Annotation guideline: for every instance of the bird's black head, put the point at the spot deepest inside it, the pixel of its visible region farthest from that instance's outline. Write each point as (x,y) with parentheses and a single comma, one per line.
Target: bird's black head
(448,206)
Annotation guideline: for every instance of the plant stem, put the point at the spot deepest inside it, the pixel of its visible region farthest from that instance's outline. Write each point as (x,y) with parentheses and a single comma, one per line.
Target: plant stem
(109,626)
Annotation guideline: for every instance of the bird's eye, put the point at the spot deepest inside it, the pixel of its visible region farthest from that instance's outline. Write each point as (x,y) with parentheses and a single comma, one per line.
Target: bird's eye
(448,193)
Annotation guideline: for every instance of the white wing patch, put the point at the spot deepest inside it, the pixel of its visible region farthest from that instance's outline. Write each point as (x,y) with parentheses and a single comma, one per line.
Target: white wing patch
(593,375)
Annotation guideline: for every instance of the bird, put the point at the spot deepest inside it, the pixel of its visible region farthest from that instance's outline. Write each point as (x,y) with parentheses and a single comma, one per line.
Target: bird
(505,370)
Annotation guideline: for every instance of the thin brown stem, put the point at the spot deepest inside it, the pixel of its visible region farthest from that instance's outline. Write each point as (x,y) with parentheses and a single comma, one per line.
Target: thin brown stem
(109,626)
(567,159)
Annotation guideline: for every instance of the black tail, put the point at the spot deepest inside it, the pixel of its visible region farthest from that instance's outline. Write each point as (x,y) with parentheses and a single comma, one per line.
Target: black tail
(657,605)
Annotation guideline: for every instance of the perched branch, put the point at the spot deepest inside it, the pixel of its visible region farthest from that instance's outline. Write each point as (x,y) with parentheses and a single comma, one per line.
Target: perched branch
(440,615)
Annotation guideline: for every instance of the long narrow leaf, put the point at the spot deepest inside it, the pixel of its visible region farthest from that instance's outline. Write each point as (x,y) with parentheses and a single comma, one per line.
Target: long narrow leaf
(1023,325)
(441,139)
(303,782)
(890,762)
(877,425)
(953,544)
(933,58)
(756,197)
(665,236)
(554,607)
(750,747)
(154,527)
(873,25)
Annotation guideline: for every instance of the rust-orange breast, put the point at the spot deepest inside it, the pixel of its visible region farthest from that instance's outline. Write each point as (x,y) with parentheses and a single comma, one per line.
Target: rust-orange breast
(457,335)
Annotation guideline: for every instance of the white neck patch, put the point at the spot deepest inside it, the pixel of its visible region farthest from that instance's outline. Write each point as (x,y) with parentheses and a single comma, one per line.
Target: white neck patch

* * * * * * *

** Exercise brief **
Full repetition needed. Write out every entry above exactly as given.

** Response to this exercise **
Annotation guideline: for every instance of the bird's black head, put the point at the spot deepest inside it, the pixel of its visible region farthest from that instance's outline. Write each point as (x,y) with parentheses and a single comma, one per line.
Target: bird's black head
(448,206)
Annotation guideline: for every instance of the plant stem, put the point at the spot deepest inside it, the pixel of its visible region farthest from that instance's outline. Write each point as (x,y) with parentheses and a single comma, one per line.
Target: plant stem
(109,626)
Annotation guideline: for every instance of the bird's eye, put the point at the spot deepest inside it, the pixel of its visible region farthest from that instance's outline. Write each point as (x,y) with parentheses and a single comma, one per line.
Target: bird's eye
(448,193)
Annotation guideline: for every instance of the white wing patch, put the point at the spot deepest inside it, the pixel of its visible region farthest from that instance's outline. Write each point as (x,y) with parentheses and a single comma, one per line.
Target: white wing patch
(593,375)
Annotation guideline: for every instance of the bird, put the point at the spot deepest inside it, the pixel of its visible region farthest from that instance's outline. Write each point as (x,y) with parentheses and a single comma, one per line.
Target: bird
(505,370)
Annotation guideline: for every instance of the thin brown stem, put the point at the spot deepest inside it, the pixel of its visible region farthest from that instance's outline. Write each point as (x,y) with parentheses and a single comma, one per line.
Target: thin brown stem
(109,626)
(567,159)
Annotation guideline: for every instance of the black tail, put the point at the spot deepest inside it, the pixel of its visible region farthest from that instance's outline. Write each point as (x,y) with parentheses and a single comma, one per line.
Target: black tail
(657,605)
Annotation guideline: for every instance of the perched branch, put the point at the spot deepest inside it, the pixel of its visible region farthest from that instance's outline. Write each point as (x,y) with parentheses and a single comma, one per line.
Target: perched branch
(440,615)
Annotation guideline: for every instance of the long narrow leaf, put the point at the spot deepest inside it, the pixel of its visible region farthest from that instance's outline. Write each point as (x,y) with parentheses and a single comma, one per line.
Target: long narrow leaf
(1023,325)
(441,139)
(303,782)
(890,762)
(877,425)
(953,544)
(933,58)
(756,197)
(665,236)
(554,607)
(750,747)
(154,527)
(873,25)
Annotation guideline: for every instance of the rust-orange breast, put the point at the spot deepest inside it, the pixel of its visible region farthest from that instance's outline. Write each point as (x,y) with parentheses and a single comma, one per line.
Target: rust-orange breast
(457,335)
Annotation guideline: for every instance of the white neck patch, put the point at the spot deepest inside it, the pixel of its visible region farthest from that instance's outline. Write each point as (x,y) with parentheses and a single comma, one per line.
Target: white neck patch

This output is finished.